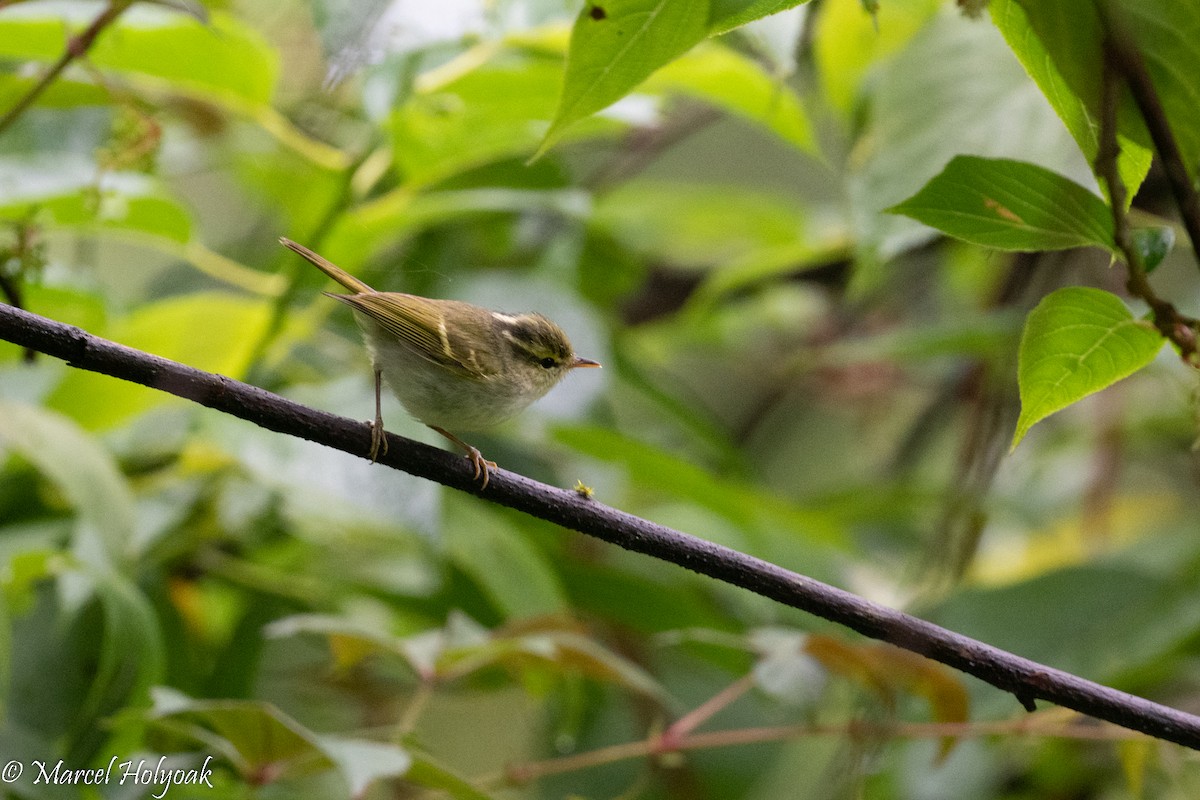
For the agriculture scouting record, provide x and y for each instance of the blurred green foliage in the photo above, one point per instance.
(697, 193)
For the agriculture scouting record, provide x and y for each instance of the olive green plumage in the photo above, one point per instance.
(451, 364)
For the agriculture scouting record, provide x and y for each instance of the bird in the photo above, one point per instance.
(451, 365)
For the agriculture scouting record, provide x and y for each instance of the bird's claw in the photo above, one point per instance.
(378, 440)
(483, 467)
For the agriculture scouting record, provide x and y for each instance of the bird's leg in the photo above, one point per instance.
(378, 440)
(481, 464)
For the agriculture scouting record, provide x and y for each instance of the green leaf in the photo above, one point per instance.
(954, 89)
(737, 84)
(515, 575)
(852, 44)
(1167, 34)
(1077, 342)
(225, 60)
(363, 762)
(64, 191)
(214, 331)
(427, 773)
(497, 110)
(1011, 205)
(84, 473)
(726, 14)
(617, 44)
(699, 224)
(1152, 245)
(1059, 44)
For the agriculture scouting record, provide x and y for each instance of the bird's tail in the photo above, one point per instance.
(328, 266)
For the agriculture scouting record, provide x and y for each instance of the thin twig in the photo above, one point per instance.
(77, 46)
(1123, 55)
(1027, 680)
(521, 774)
(1170, 323)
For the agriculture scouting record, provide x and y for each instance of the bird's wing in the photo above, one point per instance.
(420, 324)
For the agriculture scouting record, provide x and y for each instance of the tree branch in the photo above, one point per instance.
(1026, 679)
(1170, 323)
(1121, 50)
(77, 46)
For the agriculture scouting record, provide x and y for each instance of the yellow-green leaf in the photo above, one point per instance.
(1077, 342)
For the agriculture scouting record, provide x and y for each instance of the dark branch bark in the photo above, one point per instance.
(1025, 679)
(1122, 50)
(77, 46)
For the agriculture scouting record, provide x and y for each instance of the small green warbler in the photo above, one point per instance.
(450, 364)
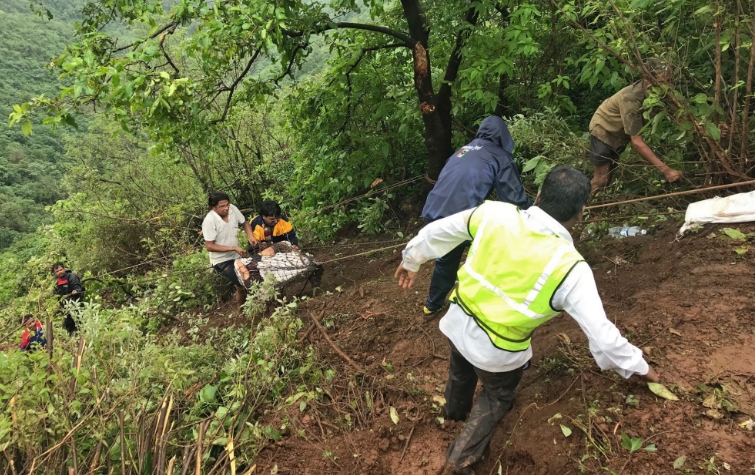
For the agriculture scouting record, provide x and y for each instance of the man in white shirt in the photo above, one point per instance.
(522, 270)
(220, 229)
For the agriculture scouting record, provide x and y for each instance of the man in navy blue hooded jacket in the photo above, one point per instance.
(468, 177)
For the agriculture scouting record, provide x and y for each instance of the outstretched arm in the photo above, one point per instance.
(249, 234)
(647, 153)
(509, 188)
(578, 296)
(434, 240)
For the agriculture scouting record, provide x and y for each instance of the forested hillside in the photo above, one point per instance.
(345, 113)
(31, 167)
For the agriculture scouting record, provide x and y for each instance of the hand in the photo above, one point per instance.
(724, 128)
(672, 175)
(652, 375)
(405, 277)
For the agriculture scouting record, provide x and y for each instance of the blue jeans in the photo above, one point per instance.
(495, 400)
(444, 277)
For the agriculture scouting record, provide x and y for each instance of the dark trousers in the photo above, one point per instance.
(69, 324)
(444, 277)
(495, 400)
(227, 270)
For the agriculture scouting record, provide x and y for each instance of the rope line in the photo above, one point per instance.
(369, 193)
(668, 195)
(363, 253)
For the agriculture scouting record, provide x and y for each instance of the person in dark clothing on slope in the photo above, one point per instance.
(469, 176)
(33, 336)
(69, 289)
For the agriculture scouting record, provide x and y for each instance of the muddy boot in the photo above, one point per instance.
(450, 469)
(240, 296)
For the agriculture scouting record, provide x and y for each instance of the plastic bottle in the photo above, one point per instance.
(622, 232)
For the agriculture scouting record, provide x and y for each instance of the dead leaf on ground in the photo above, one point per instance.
(661, 391)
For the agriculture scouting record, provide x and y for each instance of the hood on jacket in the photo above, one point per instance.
(494, 128)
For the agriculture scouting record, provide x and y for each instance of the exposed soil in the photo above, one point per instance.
(689, 304)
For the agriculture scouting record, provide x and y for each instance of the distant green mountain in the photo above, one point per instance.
(30, 167)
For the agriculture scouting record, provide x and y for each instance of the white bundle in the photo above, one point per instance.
(739, 208)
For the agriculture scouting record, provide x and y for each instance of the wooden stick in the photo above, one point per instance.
(96, 459)
(668, 195)
(186, 459)
(406, 445)
(202, 428)
(335, 347)
(123, 444)
(748, 94)
(363, 253)
(311, 327)
(170, 465)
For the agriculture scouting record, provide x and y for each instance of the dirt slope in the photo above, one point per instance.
(689, 304)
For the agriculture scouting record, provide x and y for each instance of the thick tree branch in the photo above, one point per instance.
(165, 53)
(454, 63)
(153, 35)
(287, 71)
(233, 86)
(407, 39)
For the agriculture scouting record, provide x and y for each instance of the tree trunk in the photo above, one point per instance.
(437, 139)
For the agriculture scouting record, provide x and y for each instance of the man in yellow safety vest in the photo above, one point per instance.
(521, 271)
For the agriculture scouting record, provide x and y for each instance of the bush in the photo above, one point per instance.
(127, 382)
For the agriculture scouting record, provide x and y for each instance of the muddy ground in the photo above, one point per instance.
(689, 304)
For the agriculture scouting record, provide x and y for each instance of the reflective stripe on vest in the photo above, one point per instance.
(511, 274)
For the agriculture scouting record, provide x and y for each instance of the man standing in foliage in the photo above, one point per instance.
(618, 122)
(220, 229)
(68, 288)
(33, 336)
(522, 270)
(271, 226)
(470, 175)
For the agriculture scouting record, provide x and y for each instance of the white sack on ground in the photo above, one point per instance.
(739, 208)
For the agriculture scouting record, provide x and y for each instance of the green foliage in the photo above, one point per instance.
(227, 381)
(188, 284)
(543, 141)
(31, 166)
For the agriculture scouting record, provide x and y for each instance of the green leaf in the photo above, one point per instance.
(735, 234)
(712, 131)
(531, 164)
(632, 444)
(26, 127)
(660, 390)
(394, 415)
(207, 394)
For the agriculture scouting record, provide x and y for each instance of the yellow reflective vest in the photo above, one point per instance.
(510, 275)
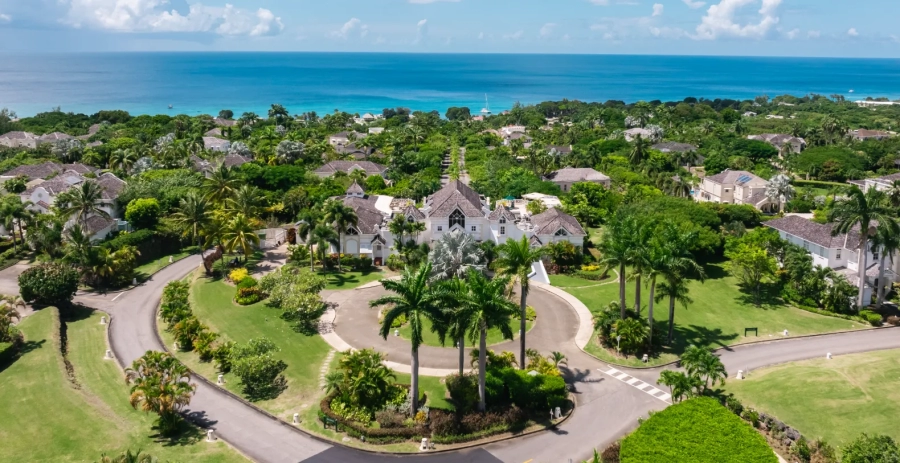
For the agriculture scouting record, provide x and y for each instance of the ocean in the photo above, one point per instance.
(197, 83)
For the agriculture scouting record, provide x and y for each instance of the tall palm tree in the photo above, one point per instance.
(780, 191)
(515, 261)
(220, 185)
(193, 217)
(83, 202)
(487, 308)
(454, 254)
(863, 211)
(239, 235)
(418, 301)
(341, 217)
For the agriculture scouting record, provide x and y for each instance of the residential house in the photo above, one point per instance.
(565, 178)
(839, 252)
(734, 187)
(370, 168)
(779, 140)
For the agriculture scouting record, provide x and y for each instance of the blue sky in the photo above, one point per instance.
(864, 28)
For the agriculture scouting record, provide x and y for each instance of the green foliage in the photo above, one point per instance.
(49, 283)
(696, 430)
(143, 213)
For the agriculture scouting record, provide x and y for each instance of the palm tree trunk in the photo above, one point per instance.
(671, 319)
(863, 250)
(622, 290)
(462, 354)
(482, 361)
(414, 382)
(637, 295)
(522, 306)
(650, 308)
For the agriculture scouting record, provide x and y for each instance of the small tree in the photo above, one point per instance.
(49, 284)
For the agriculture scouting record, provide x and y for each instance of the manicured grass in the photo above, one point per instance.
(431, 339)
(211, 302)
(835, 400)
(147, 270)
(350, 280)
(717, 317)
(43, 418)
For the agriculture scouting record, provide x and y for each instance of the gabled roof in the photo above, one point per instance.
(455, 195)
(551, 220)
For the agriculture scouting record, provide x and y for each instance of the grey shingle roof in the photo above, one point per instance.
(579, 174)
(455, 195)
(551, 220)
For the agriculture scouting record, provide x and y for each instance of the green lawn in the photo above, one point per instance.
(835, 400)
(147, 270)
(350, 280)
(211, 301)
(717, 318)
(431, 339)
(44, 419)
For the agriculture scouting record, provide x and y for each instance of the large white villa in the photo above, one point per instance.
(454, 208)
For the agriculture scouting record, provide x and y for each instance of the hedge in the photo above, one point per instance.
(698, 430)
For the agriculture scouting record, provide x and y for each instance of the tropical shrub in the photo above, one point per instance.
(699, 430)
(50, 284)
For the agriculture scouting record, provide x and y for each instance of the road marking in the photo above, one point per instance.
(637, 384)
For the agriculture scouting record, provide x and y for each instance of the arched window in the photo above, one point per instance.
(457, 218)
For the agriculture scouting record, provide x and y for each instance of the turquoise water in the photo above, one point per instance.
(195, 83)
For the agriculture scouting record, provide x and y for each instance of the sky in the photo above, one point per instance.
(816, 28)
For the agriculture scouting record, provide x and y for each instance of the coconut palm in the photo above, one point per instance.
(160, 384)
(239, 235)
(863, 211)
(341, 217)
(454, 254)
(417, 301)
(487, 308)
(82, 202)
(780, 191)
(515, 260)
(193, 216)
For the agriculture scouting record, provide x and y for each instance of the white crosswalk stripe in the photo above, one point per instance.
(638, 384)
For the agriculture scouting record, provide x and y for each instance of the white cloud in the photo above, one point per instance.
(421, 31)
(151, 16)
(348, 27)
(720, 20)
(547, 30)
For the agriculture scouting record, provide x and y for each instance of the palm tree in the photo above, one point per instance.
(239, 235)
(193, 217)
(160, 384)
(616, 248)
(454, 254)
(863, 210)
(220, 185)
(779, 190)
(417, 301)
(515, 260)
(487, 308)
(83, 202)
(341, 217)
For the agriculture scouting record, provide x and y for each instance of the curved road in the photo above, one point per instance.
(607, 408)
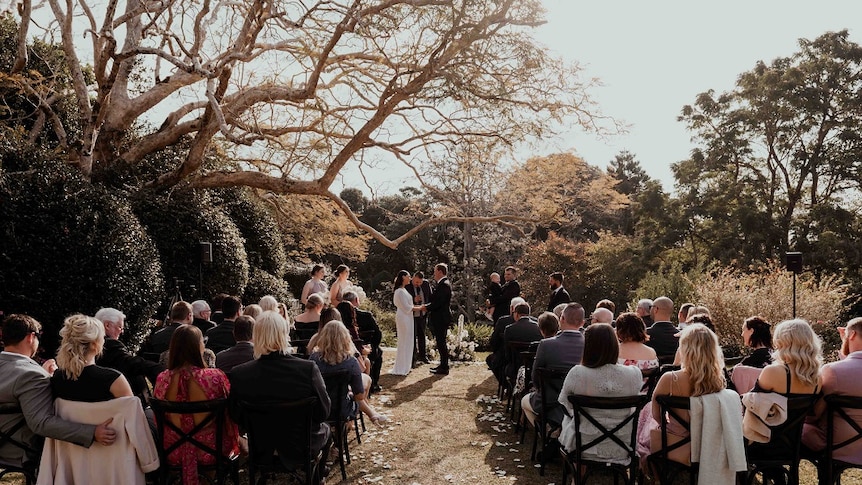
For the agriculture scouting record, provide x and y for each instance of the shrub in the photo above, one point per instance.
(732, 295)
(68, 246)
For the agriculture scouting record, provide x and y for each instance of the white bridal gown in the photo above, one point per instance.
(404, 327)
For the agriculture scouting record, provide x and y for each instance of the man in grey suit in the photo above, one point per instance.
(26, 387)
(561, 352)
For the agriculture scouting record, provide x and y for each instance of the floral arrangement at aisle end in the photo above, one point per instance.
(461, 348)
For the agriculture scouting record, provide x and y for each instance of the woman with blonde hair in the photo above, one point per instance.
(335, 352)
(701, 373)
(78, 378)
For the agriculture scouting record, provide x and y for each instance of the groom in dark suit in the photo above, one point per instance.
(439, 316)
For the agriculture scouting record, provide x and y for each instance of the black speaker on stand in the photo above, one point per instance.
(793, 263)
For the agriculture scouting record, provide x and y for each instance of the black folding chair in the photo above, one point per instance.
(290, 425)
(583, 408)
(215, 412)
(782, 454)
(7, 437)
(550, 382)
(836, 407)
(665, 468)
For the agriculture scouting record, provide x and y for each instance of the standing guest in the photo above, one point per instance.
(340, 285)
(682, 316)
(253, 310)
(561, 352)
(268, 304)
(439, 315)
(607, 304)
(275, 375)
(315, 284)
(243, 351)
(631, 333)
(421, 291)
(335, 352)
(136, 370)
(181, 314)
(404, 324)
(662, 333)
(493, 292)
(511, 289)
(201, 313)
(559, 294)
(600, 375)
(217, 315)
(26, 386)
(644, 310)
(188, 379)
(841, 378)
(371, 336)
(221, 336)
(306, 323)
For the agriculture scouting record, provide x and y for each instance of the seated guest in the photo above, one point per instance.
(243, 351)
(181, 314)
(662, 333)
(78, 378)
(27, 385)
(201, 312)
(561, 352)
(841, 378)
(524, 329)
(220, 337)
(252, 311)
(335, 352)
(275, 375)
(307, 323)
(599, 375)
(268, 304)
(188, 379)
(701, 373)
(756, 335)
(137, 370)
(631, 332)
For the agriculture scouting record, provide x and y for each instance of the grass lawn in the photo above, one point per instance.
(443, 431)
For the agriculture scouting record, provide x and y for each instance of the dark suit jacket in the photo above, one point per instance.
(240, 353)
(661, 338)
(558, 297)
(524, 330)
(502, 304)
(439, 315)
(26, 385)
(220, 337)
(203, 325)
(135, 368)
(275, 377)
(563, 351)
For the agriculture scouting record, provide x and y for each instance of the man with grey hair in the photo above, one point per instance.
(115, 355)
(202, 313)
(643, 310)
(663, 334)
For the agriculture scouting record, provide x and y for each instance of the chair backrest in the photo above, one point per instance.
(337, 383)
(284, 427)
(838, 406)
(584, 407)
(7, 437)
(214, 411)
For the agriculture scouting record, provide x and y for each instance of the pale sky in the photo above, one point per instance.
(655, 57)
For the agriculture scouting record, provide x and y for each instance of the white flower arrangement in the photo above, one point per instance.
(461, 348)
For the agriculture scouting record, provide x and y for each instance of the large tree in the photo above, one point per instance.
(295, 91)
(786, 141)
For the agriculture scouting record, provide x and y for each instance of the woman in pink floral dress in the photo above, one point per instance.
(188, 379)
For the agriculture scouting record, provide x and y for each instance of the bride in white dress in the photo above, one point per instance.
(403, 325)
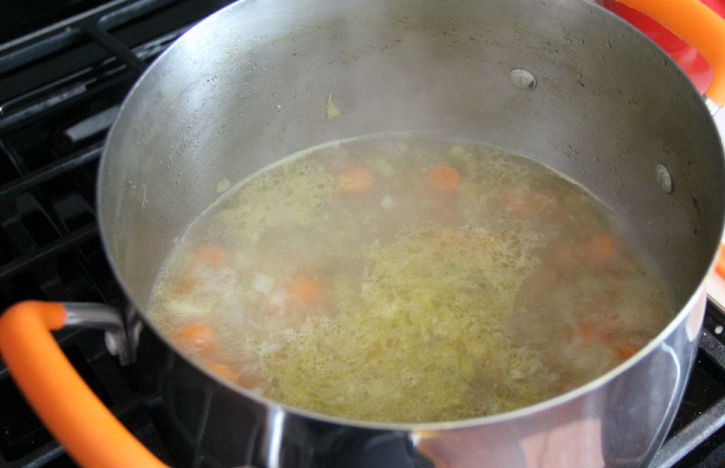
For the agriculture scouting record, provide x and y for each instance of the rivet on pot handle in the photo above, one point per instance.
(700, 27)
(93, 437)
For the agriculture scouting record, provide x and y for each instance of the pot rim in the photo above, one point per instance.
(274, 405)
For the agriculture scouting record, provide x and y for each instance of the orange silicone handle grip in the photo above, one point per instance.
(720, 261)
(697, 25)
(93, 437)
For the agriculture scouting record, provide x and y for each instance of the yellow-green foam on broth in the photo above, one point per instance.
(406, 278)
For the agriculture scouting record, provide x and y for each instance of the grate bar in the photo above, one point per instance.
(50, 171)
(116, 47)
(48, 251)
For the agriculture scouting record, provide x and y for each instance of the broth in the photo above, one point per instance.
(405, 278)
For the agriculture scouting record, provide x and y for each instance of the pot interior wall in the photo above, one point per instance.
(251, 84)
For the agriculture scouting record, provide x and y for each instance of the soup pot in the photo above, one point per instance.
(563, 81)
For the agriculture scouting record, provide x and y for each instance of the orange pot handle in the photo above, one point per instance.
(93, 437)
(720, 261)
(697, 25)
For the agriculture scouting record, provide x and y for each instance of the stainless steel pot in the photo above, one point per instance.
(563, 81)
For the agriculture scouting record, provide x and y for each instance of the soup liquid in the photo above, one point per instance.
(405, 278)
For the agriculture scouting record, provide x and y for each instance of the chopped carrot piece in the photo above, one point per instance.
(306, 290)
(223, 371)
(210, 254)
(588, 330)
(357, 179)
(443, 178)
(195, 337)
(720, 265)
(626, 351)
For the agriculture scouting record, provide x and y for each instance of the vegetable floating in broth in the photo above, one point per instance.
(405, 278)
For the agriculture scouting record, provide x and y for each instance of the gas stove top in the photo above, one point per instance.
(65, 67)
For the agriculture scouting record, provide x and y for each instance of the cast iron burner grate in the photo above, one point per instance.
(61, 83)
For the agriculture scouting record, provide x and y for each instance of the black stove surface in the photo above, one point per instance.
(65, 67)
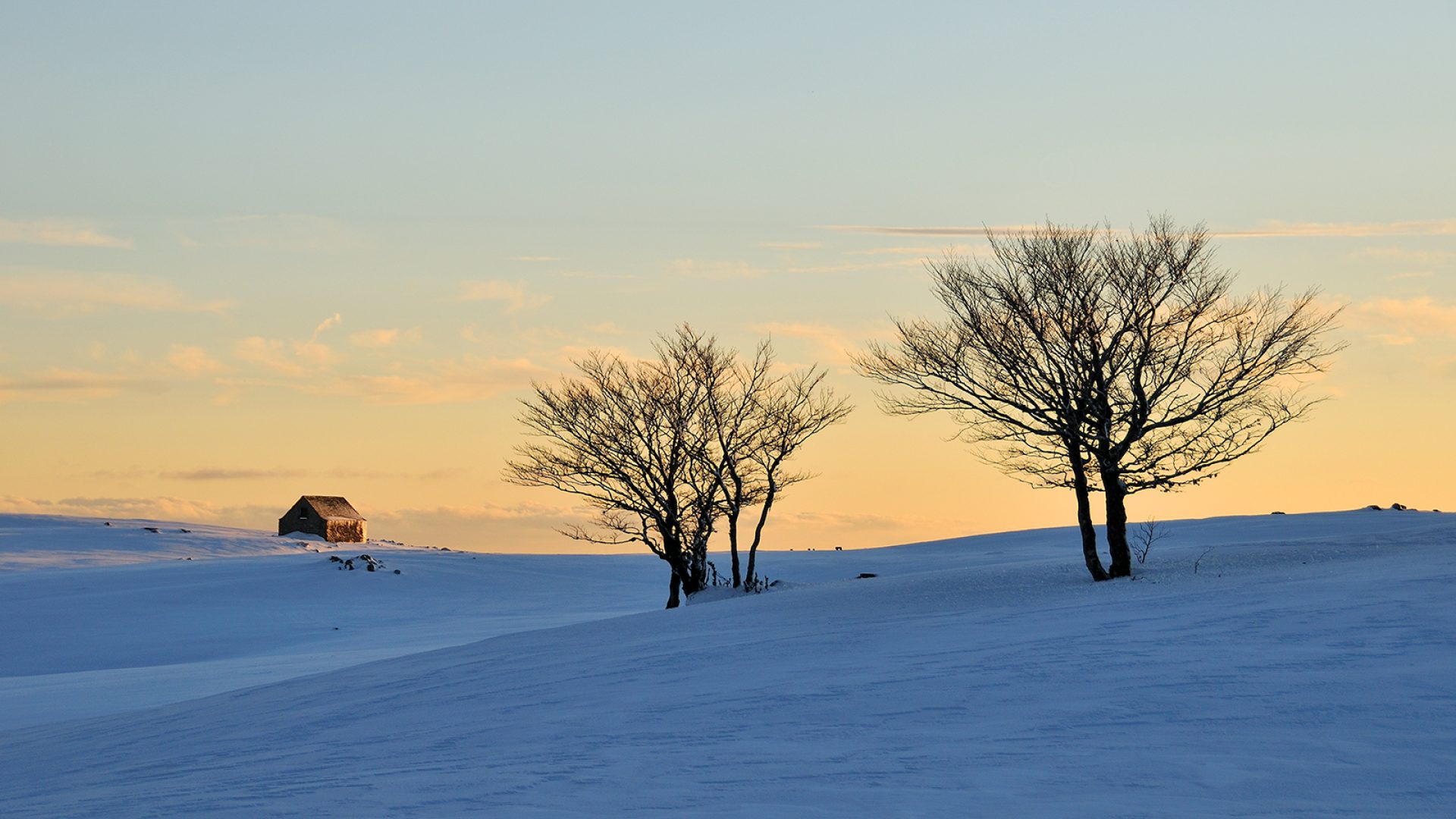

* * * * * * *

Try it >> Every line from the one containing "the gas stove" through the end of the records is to be returned exactly, and those lines alone; pictures are dropped.

Expected output >>
For the agriculture scouting record, provide x and y for each instance of the gas stove top in the photo above, one point per instance.
(65, 67)
For the agriculture scouting record, provide x and y for each instance of the cast iron burner grate in the photo above, one point per instance.
(61, 83)
For the agriculture scouting record, provide x and y for each instance of the black stove surface in the photo above, one point per instance.
(65, 67)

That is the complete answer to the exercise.